### WHAT IS ASKED
Repeat each record exactly as written, and drop any images.

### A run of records
-- Start --

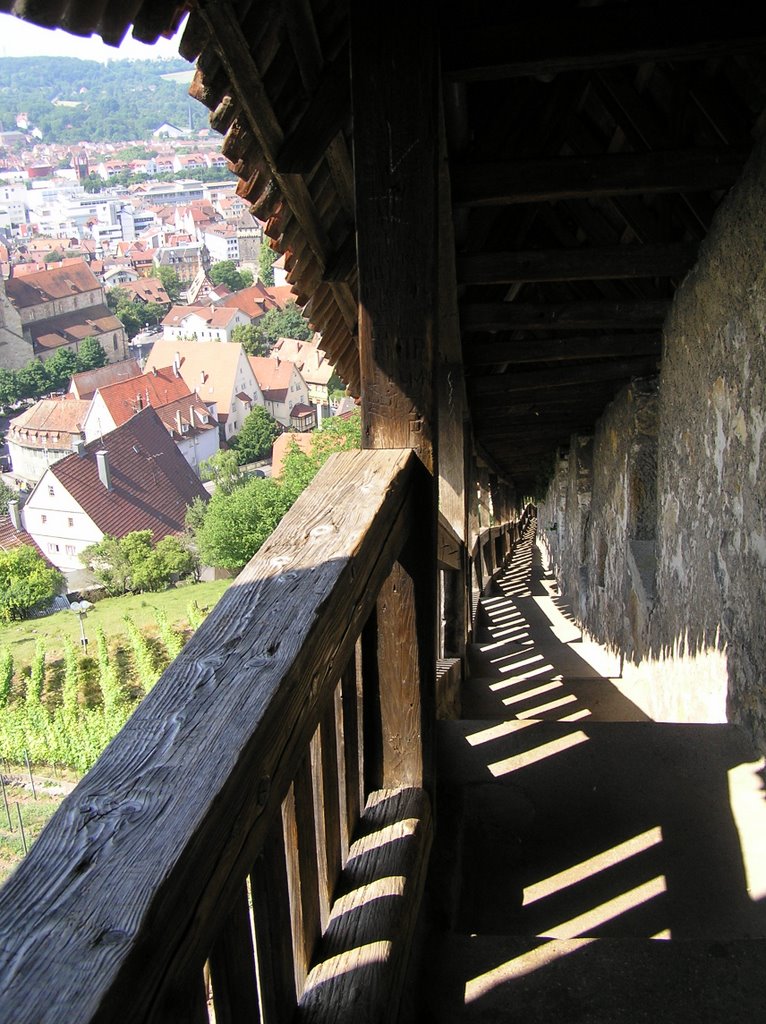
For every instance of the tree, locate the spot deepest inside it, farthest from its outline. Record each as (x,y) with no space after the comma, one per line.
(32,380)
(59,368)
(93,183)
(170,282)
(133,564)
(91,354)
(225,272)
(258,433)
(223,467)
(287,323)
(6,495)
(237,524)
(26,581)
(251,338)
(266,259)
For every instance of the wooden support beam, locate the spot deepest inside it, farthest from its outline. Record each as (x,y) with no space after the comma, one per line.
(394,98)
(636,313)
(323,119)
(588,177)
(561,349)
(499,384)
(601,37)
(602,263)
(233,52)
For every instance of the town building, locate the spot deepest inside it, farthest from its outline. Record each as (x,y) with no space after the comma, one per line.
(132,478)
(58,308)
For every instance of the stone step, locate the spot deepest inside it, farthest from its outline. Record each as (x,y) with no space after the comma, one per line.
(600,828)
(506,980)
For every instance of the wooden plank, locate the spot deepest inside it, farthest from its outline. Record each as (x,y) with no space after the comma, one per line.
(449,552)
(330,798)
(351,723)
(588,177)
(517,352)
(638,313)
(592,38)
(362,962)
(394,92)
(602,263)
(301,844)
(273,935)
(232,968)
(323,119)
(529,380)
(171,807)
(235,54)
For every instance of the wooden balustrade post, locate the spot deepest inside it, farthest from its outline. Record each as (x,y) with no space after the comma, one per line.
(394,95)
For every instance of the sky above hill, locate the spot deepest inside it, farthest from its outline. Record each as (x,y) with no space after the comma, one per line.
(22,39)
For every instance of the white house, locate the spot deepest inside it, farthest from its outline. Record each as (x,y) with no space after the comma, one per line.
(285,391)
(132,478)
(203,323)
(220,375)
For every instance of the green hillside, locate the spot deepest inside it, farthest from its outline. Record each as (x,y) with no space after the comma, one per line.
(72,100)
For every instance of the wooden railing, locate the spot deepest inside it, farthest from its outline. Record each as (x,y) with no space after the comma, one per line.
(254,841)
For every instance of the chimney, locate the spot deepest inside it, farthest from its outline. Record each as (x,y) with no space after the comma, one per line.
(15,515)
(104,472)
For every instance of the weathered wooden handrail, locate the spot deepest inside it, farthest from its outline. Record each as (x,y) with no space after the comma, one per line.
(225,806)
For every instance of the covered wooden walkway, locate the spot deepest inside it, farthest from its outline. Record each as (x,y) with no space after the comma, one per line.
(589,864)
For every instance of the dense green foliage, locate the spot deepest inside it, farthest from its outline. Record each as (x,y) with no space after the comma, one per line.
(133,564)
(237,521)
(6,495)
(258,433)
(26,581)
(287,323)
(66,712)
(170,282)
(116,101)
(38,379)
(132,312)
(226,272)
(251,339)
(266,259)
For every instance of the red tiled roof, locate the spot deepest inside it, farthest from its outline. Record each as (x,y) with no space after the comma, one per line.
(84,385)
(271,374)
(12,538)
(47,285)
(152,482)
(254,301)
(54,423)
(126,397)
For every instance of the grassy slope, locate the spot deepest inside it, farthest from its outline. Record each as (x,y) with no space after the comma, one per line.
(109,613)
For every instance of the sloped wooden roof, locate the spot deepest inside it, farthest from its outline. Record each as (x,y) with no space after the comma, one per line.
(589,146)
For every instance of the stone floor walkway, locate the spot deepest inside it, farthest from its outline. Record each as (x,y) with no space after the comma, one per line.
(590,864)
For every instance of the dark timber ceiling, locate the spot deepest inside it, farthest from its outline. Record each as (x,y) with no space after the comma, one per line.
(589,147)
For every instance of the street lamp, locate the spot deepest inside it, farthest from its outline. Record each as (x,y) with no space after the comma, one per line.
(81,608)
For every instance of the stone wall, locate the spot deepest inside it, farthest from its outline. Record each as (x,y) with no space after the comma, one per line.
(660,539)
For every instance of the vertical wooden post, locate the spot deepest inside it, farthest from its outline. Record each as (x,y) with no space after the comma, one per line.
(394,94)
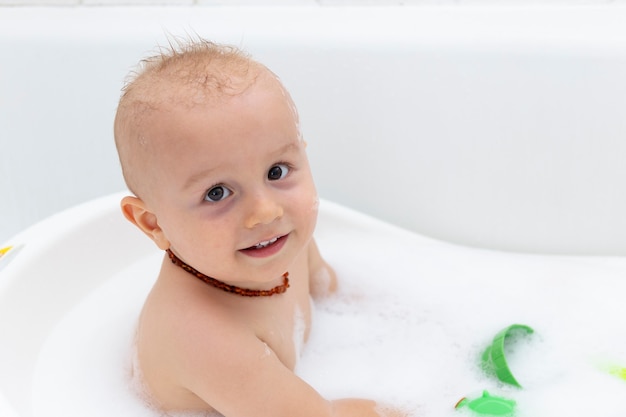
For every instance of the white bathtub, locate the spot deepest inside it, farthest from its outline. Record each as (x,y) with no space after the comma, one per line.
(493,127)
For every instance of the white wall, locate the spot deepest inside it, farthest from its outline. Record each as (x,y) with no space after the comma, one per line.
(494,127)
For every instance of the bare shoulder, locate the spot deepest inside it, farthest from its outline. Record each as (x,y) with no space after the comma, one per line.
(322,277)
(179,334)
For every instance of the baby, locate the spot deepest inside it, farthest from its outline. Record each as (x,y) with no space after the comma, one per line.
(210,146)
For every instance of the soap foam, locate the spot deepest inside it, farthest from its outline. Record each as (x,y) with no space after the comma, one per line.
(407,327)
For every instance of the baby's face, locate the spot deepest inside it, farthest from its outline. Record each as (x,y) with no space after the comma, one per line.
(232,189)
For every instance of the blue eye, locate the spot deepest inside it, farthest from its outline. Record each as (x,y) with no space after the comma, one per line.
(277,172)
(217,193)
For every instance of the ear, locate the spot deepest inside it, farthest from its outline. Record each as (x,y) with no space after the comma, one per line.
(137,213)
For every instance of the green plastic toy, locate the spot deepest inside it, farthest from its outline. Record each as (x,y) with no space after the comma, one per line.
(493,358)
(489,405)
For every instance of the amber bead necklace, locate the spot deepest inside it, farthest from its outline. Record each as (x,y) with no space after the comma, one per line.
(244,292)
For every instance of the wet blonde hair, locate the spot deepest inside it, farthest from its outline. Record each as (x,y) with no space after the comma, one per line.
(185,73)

-- End --

### CORRECT RESPONSE
For every instance of the tree, locate the spot deepest inside it, farthest from its outline. Record each as (x,y) with no space after the comma, one per line.
(32,380)
(59,368)
(93,183)
(170,282)
(133,564)
(91,354)
(225,272)
(258,433)
(223,467)
(287,323)
(6,495)
(237,524)
(26,581)
(251,338)
(266,259)
For every instance of the wooden support beam, locate the spot deepest inside it, farthest from its outline. Record each as (x,y) with no space after the comma, one per line.
(394,98)
(636,313)
(323,119)
(588,177)
(561,349)
(499,384)
(601,37)
(602,263)
(233,52)
For every instance of the town building, locate the spot deepest inside it, farthest from its outline. Record each as (x,y) with no space after the comma, one per line.
(132,478)
(58,308)
For every instance of the stone step, locate the spot deepest inside it, farthest from its outline. Record each as (x,y) with no space after the comma, one per line.
(600,828)
(506,980)
For every instance of the wooden plank, locate the spot deepest inside it, farthest from its outline. Record each as (x,y) with no space after the comma, one per line.
(449,552)
(330,798)
(351,723)
(588,177)
(517,352)
(638,313)
(592,38)
(362,962)
(394,92)
(602,263)
(301,844)
(273,935)
(232,968)
(323,119)
(529,380)
(171,807)
(235,54)
For every instance of the wooden balustrade post, locate the spot deepest inside it, farthest from its outline. Record each as (x,y) with no space after the comma, one per line.
(394,95)
For every instance of the sky above hill, locate the spot deepest inside it, farthest from its outline. Record each as (x,y) with no space after the comma, one per line.
(22,39)
For every instance of the white house, locate the spot deepest inside it, farthest from its outline. Record each as (x,y) with no space after the comma, one per line.
(285,391)
(132,478)
(203,323)
(220,375)
For every instance of the green hillside, locate the spot deepest inside it, farthest from its outline. Record each as (x,y) with no space after the comma, one per line.
(72,100)
For every instance of the wooden railing, locate the spot deepest inside it, farthest from its outline. Record each as (x,y) with no space after the comma, one per line.
(254,841)
For every instance of the chimney, locate the spot deepest inside it, farthest from its outline. Record each as (x,y) with no space after the comma, one per line.
(15,515)
(104,472)
For every instance of the weathered wooden handrail, locate the spot deepest inside it, farthest from its outline. Record each as (x,y) with no space after the comma, one per line.
(225,806)
For every instance of the covered wooden walkway, locate the spot deepest inside it, farthest from its outline. Record each as (x,y) with no space after the comma, one per line.
(589,864)
For every instance of the dense green foliage, locate the spot deepest inside it, farthest from its outline. Record each as (x,y) with no space after the comma, one per line.
(133,564)
(237,521)
(6,495)
(258,433)
(26,581)
(287,323)
(66,712)
(170,282)
(116,101)
(38,379)
(132,312)
(226,272)
(251,339)
(266,259)
For every instance of the red tiled roof, locate the spot deepest inside it, farthest from its outline. Record each as (x,y) with no space after the comma, one per line.
(84,385)
(271,374)
(12,538)
(47,285)
(152,482)
(254,301)
(54,423)
(126,397)
For every instance of the grassy slope, locate the spot deepest inside it, farthest from its outline. Record each as (x,y) with no space after the comma, one per line.
(109,613)
For every instance of the sloped wooden roof, locate the spot deepest inside it, farthest from its outline. Record each as (x,y) with no space after the comma, one per line.
(589,146)
For every instance of the stone floor walkway, locate the spot deepest inside it, farthest from its outline. Record each as (x,y) with no space after the comma, one per line.
(590,864)
For every instance of the dark timber ceiling, locate the spot deepest inside it, farthest from its outline. Record each as (x,y) with no space after the comma, one per line.
(589,147)
For every instance of the street lamp, locate the spot deepest inside it, farthest from its outline. Record each as (x,y) with no space after the comma, one per line.
(81,608)
For every instance of the stone wall, locate the spot deepest inside it, farthest from its outline. Record each as (x,y) with no space after the comma, one per line.
(660,539)
For every instance of the vertical wooden post, locate the spot deepest inside it, farthest from its outline. Record each as (x,y) with no space after the comma, one per line.
(394,94)
For every instance of the white bathtub, locate the spot deepest inside it, farthest from its outline. Record each as (x,y) with no space after the comma, one per line.
(493,127)
For every instance of the white wall, locate the spot deepest inside it, farthest from its outline. Record each as (x,y) with no space after the comma, one per line.
(494,127)
For every instance of the bare shoulder, locate the spot deepest inside it, farthest from its outline. Record each as (x,y) with no space after the comma, one per line.
(322,277)
(179,334)
For every instance of the baby, locate the spot deepest inside it, farthest from its outline. Record each as (x,y) with no space after the comma, one per line.
(210,146)
For every instance of the soap foam, locate the spot deepest inside it, farthest from its outline. Record each as (x,y) with no space after the comma, one per line.
(407,327)
For every instance of the baby's face, locate the spot deepest inside it, farthest from its outline. Record each as (x,y) with no space after the comma, one per line.
(232,189)
For every instance of the blue eye, locate the spot deepest inside it, farthest from its outline. Record each as (x,y) with no space after the comma, one per line.
(277,172)
(217,193)
For every instance of the ear, locate the spot deepest inside it, farthest from its outline. Record each as (x,y) with no space after the comma, one per line.
(137,213)
For every instance of the green plastic toy, locate the spot deepest inside it, farthest from its outline. Record each as (x,y) with no space after the comma, one per line.
(493,358)
(489,405)
For every instance of the amber bead necklace, locate the spot deepest inside it, farthest from its outline. Record each as (x,y) with no space after the comma, one per line.
(244,292)
For every instance of the wet blonde hair, locate the spot deepest inside it, farthest from its outline. Record each as (x,y) with no space after the comma, one per line.
(185,73)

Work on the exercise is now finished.